Active Learning with Physics-Informed Graph Neural Networks on Unstructured Meshes

1. Introduction

Solving partial differential equations (PDEs) is of paramount interest in numerous fields of science and engineering, as they form the foundation for modeling a wide range of physical phenomena. PDEs describe the behavior of physical systems over space and time, governing processes such as heat transfer [1], fluid dynamics [2], structural mechanics [3], and electromagnetics [4]. Accurate and efficient solutions to PDEs are crucial for advancing research and development in these areas, making them a focal point of computational and analytical studies [5]. Traditional methods for solving PDEs, such as finite element (FEM), finite difference, and finite volume methods, can be computationally intensive, especially for high-dimensional problems and complex geometries. In recent years, Physics-Informed Neural Networks (PINNs) have emerged as a powerful alternative computational framework that integrates machine learning with fundamental physical laws to address these challenges [6,7].

By embedding physical constraints directly into the neural network’s loss function $L_{total}$ cf. Eq. (1), they utilize both data loss $L_{data}$, cf. Eq. (2) and physics loss $L_{pde}$, cf. Eq. (3) components. With $\lambda$ as the weighting factor for the data component of the total loss.

$$\begin{array}{cc}\hfill L_{total}& =\lambda ·L_{data}+L_{pde},\hfill \end{array}$$

(1)

$$\begin{array}{cc}\hfill L_{data}& ={\displaystyle \frac{1}{n}}\sum _1^N{(u-u_{true})}^2,\hfill \end{array}$$

(2)

$$\begin{array}{cc}\hfill L_{pde}& =R\left(PDE\right)\hfill \end{array}$$

(3)

[EXERCISES]
• a. In the introduction on physics-informed graph neural networks, what role does $\lambda$ play in the total loss?
• b. Extend the introduction on physics-informed graph neural networks, starting right after Eq. (3).

[GIVEN DATA]
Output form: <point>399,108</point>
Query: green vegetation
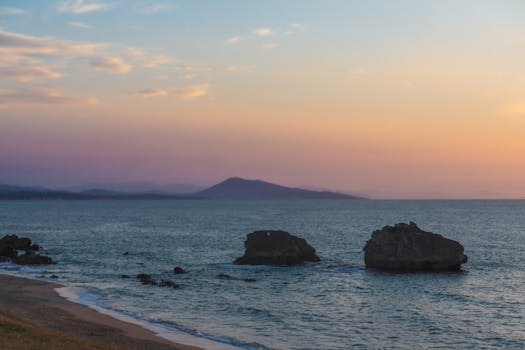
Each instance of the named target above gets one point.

[EXPECTED OUTPUTS]
• a. It is the weighting factor for the data component of the total loss.

• b.
PINNs offer several advantages over traditional methods and ensure that the solutions are not only data-consistent but also physically accurate. In Figure 1 an active learning (AL) cycle with a PINN as Model is depicted. The queries from the Selector are directed towards an Oracle which is in our case a FEM simulation. The AL cycle uses Eq. (1) where $L_{data}$ measures the mean squared error between a predicted u and a true $u_{true}$ solution variable (for instance, the prediction of the electric potential), and is therefore trained in a supervised manner.

While the physics loss Eq. (3) $L_{pde}$ uses the residual $R\left(PDE\right)$ and ensures adherence to the PDE. This loss term operates solely unsupervised on the predicted solution variable u. This integration allows PINNs to handle sparse data effectively, making them particularly useful in real-world applications where data is limited [6].

We use this AL cycle to train the PINN starting from two different initial states. In Scenario 1 the model is initially trained completely unsupervised, using the physics-informed loss (3) only, and then data is provided by the oracle to continue the following iterations semi-supervised on $L_{total}$. In Scenario 2, we use ground-truth data for supervised training right from the start and therefore use $L_{total}$ as a loss function. Additionally, to these two modes of training, PINNs can naturally incorporate multi-physics problems and seamlessly handle high-dimensional spaces, providing a flexible and efficient approach to solving complex PDEs.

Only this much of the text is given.